**Instructions:**
- A) From the passage on Linux init and runlevels, write out everything from "Most of this" down to "this sequence works.".
- B) Summarize the passage on Linux init and runlevels in two sentences.
- C) Pick up the passage on Linux init and runlevels where it stops and carry it forward.

Soon after, you will see a message about init starting, followed by system service startup messages, and finally you get a login prompt of some sort.
NOTE On Red Hat Linux, the init note is especially obvious, because it "welcomes" you to "Red Hat Linux." All messages thereafter show success or failure in brackets at the right-hand side of the screen.
Most of this chapter deals with init, because it is the part of the boot sequence where you have the most control.
init
There is nothing special about init. It is a program just like any other on the Linux system, and you'll find it in /sbin along with other system binaries. The main purpose of init is to start and stop other programs in a particular sequence. All you have to know is how this sequence works.
There are a few different variations, but most Linux distributions use the System V style discussed here. Some distributions use a simpler version that resembles the BSD init, but you are unlikely to encounter this.
Runlevels
At any given time on a Linux system, a certain base set of processes is running. This state of the machine is called its runlevel, and it is denoted with a number from 0 through 6. The system spends most of its time in a single runlevel. However, when you shut the machine down, init switches to a different runlevel in order to terminate the system services in an orderly fashion and to tell the kernel to stop. Yet another runlevel is for single-user mode, discussed later.
The easiest way to get a handle on runlevels is to examine the init configuration file, /etc/inittab. Look for a line like the following:
id:5:initdefault:

This line means that the default runlevel on the system is 5. All lines in the inittab file take this form, with four fields separated by colons occurring in the following order:
• # A unique identifier (a short string, such as id in the preceding example)

**Supplied data:**
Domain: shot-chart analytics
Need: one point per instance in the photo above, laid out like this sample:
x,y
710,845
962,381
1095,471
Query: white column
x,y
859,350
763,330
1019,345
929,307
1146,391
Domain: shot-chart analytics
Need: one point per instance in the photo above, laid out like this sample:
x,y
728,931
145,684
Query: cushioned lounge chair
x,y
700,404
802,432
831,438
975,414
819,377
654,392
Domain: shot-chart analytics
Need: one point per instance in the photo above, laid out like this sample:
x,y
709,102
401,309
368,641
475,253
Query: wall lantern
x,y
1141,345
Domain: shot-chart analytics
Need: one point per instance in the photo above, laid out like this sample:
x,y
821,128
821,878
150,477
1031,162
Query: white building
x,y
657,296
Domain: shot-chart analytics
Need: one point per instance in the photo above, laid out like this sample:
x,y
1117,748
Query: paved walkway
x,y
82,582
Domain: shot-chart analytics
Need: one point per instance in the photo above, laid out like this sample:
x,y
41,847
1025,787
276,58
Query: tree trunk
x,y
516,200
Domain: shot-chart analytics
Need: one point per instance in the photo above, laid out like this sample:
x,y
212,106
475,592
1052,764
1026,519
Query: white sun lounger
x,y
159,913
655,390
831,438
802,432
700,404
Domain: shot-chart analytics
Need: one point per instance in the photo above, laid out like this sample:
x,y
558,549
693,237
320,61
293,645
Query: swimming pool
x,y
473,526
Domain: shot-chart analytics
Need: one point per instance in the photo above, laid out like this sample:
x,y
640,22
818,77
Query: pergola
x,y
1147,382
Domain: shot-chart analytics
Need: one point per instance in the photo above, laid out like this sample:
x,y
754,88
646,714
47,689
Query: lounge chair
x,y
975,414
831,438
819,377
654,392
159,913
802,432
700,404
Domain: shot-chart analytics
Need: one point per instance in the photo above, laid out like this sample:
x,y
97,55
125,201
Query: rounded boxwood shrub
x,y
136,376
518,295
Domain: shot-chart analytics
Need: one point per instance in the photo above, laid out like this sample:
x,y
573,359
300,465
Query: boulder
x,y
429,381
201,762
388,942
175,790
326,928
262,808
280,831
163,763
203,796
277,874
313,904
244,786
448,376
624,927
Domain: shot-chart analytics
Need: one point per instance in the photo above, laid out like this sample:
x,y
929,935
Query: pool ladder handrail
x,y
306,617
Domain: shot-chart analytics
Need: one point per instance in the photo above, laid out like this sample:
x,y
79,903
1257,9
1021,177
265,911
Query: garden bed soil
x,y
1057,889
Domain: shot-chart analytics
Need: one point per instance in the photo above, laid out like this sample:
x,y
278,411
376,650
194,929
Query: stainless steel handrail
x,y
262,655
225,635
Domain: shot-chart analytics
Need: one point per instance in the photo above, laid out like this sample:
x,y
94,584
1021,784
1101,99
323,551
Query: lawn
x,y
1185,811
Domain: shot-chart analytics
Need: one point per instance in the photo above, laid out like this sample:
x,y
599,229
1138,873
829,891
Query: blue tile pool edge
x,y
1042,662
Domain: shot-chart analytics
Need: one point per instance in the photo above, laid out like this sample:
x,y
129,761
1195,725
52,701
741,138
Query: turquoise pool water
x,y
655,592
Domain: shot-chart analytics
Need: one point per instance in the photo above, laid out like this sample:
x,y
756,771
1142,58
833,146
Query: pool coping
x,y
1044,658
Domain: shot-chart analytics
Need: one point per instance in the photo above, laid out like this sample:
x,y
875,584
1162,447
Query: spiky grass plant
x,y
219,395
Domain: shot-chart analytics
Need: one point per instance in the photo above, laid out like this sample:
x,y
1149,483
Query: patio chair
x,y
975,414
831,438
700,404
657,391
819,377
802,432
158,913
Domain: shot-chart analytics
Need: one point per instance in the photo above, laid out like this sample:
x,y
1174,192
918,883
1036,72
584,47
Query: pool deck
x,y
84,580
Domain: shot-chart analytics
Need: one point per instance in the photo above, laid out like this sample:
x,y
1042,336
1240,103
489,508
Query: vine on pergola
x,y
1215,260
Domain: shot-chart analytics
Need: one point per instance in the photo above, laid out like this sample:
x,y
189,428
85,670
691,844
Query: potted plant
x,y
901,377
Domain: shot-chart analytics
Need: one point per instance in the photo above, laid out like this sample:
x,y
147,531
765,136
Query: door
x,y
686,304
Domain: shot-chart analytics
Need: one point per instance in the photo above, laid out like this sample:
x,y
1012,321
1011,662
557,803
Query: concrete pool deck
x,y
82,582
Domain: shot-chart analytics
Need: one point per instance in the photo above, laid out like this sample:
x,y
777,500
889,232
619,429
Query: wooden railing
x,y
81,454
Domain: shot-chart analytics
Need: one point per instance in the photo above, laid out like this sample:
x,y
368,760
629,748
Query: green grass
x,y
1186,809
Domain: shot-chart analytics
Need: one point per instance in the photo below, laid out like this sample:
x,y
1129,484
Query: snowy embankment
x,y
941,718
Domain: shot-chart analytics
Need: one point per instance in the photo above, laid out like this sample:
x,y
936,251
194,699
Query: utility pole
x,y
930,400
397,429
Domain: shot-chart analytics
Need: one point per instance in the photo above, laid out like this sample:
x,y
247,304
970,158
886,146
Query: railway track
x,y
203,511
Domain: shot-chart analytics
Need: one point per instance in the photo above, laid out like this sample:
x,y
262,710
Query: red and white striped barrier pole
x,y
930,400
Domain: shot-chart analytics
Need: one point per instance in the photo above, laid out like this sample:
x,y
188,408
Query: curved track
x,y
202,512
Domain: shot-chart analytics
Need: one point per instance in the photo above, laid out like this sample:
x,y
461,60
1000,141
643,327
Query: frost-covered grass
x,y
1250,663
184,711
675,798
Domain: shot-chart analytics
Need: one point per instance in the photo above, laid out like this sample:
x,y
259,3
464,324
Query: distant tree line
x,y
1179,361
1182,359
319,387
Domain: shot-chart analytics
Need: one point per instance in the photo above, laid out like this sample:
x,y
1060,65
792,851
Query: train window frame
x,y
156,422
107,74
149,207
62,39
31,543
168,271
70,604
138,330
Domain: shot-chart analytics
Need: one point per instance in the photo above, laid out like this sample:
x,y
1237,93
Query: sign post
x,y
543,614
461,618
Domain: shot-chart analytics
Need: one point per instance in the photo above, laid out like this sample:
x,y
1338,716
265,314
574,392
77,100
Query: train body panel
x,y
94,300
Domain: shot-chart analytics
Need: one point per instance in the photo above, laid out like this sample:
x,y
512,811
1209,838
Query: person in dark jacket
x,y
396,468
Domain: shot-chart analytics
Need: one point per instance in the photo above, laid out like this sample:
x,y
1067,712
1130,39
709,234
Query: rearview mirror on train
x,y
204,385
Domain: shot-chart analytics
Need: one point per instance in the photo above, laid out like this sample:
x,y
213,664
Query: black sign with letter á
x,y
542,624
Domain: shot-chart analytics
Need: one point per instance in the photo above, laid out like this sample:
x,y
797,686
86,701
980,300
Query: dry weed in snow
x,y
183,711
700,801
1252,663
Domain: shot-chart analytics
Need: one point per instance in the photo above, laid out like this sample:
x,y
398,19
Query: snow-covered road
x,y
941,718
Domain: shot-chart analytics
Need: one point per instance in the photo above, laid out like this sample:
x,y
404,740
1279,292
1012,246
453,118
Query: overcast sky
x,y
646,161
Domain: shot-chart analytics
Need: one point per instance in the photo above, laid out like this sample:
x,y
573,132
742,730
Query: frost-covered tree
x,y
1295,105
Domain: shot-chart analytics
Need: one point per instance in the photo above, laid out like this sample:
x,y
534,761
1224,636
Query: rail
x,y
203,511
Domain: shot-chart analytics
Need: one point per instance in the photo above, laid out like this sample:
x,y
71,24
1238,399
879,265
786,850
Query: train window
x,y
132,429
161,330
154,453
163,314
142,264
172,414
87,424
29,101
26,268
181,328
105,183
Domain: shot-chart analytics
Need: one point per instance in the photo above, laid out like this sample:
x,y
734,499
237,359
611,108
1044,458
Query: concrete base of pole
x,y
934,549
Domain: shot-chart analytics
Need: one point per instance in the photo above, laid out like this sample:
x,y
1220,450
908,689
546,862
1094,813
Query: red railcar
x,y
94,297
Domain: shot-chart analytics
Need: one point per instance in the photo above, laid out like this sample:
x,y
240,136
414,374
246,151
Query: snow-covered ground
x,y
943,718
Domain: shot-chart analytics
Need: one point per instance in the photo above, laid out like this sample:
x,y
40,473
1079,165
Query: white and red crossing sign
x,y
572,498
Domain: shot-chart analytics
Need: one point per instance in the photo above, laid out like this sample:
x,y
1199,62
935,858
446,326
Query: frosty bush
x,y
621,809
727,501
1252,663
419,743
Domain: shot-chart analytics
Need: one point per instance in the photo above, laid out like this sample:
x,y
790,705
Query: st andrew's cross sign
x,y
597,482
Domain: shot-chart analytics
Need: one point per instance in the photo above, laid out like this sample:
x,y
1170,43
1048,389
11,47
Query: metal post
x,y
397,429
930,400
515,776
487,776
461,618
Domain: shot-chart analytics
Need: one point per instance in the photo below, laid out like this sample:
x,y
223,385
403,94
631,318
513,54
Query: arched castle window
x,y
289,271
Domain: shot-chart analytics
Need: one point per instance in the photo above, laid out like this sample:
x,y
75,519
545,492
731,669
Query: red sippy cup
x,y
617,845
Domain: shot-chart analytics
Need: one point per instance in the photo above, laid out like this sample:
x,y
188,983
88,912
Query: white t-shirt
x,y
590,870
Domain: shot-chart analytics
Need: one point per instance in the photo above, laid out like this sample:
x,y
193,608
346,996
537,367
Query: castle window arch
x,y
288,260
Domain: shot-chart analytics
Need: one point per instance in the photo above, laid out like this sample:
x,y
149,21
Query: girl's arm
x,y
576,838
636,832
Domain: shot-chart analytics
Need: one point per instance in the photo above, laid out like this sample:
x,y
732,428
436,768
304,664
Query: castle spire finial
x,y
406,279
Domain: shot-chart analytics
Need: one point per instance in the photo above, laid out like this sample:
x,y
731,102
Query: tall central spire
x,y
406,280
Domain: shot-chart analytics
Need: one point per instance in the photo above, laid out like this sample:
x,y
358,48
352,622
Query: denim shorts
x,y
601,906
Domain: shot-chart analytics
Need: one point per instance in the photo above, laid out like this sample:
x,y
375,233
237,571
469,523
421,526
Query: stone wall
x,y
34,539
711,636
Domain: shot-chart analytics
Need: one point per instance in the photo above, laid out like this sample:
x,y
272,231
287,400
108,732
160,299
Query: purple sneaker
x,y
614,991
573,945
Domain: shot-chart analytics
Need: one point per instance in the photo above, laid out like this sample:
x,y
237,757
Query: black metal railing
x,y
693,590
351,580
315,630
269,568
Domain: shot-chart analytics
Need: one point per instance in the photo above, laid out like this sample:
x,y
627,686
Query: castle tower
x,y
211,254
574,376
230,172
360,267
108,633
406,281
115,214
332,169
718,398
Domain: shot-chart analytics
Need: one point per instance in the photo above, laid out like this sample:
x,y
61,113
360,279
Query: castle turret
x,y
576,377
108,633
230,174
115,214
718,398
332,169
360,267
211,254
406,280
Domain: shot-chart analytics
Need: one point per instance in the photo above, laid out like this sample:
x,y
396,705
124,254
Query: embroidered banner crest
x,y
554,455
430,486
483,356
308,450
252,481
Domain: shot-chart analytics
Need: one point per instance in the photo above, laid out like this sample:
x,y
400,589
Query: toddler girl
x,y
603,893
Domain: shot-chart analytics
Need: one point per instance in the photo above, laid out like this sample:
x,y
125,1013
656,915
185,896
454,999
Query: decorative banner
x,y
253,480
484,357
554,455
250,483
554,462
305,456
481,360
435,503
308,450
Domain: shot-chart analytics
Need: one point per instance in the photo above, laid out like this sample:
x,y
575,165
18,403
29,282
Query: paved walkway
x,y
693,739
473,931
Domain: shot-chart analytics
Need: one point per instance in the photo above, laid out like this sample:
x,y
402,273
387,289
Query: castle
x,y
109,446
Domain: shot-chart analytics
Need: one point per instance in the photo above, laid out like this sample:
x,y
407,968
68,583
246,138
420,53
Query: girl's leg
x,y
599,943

**Task results:**
- A)
Most of this chapter deals with init, because it is the part of the boot sequence where you have the most control.
init
There is nothing special about init. It is a program just like any other on the Linux system, and you'll find it in /sbin along with other system binaries. The main purpose of init is to start and stop other programs in a particular sequence. All you have to know is how this sequence works.

- B) init is an ordinary program in /sbin whose main purpose is to start and stop other programs in a particular sequence, and most Linux distributions use the System V style described here. The base set of processes running at a given time is the system's runlevel, numbered 0 through 6, and the default runlevel is set in /etc/inittab by a line such as id:5:initdefault:.

- C)
• The applicable runlevel number(s)
• The action that init should take (in the preceding example, the action is to set the default runlevel to 5)
• A command to execute (optional)
There is no command to execute in the preceding initdefault example because a command doesn't make sense in the context of setting the default runlevel. Look a little further down in inittab, until you see a line like this:
l5:5:wait:/etc/rc.d/rc 5
This line triggers most of the system configuration and services through the rc*.d and init.d directories. You can see that init is set to execute a command called /etc/rc.d/rc 5 when in runlevel 5. The wait action tells when and how init runs the command: run rc 5 once when entering runlevel 5, and then wait for this command to finish before doing anything else.
There are several different actions in addition to initdefault and wait, especially pertaining to power management, and the inittab(5) manual page tells you all about them. The ones that you're most likely to encounter are explained in the following sections.
respawn
The respawn action causes init to run the command that follows, and if the command finishes executing, to run it again. You're likely to see something similar to this line in your inittab file:
1:2345:respawn:/sbin/mingetty tty1

The getty programs provide login prompts. The preceding line is for the first virtual console (/dev/tty1), the one you see when you press ALT-F1 or CONTROL-ALT-F1. The respawn action brings the login prompt back after you log out.
ctrlaltdel
The ctrlaltdel action controls what the system does when you press CONTROL-ALT-DELETE on a virtual console. On most systems, this is some sort of reboot command using the shutdown command.
sysinit
The sysinit action is the very first thing that init should run when it starts up, before entering any runlevels.
How processes in runlevels start
You are now ready to learn how init starts the system services, just before it lets you log in. Recall this inittab line from earlier:
l5:5:wait:/etc/rc.d/rc 5
This small line triggers many other programs. rc stands for run commands, and you will hear people refer to the commands as scripts, programs, or services. So, where are these commands, anyway?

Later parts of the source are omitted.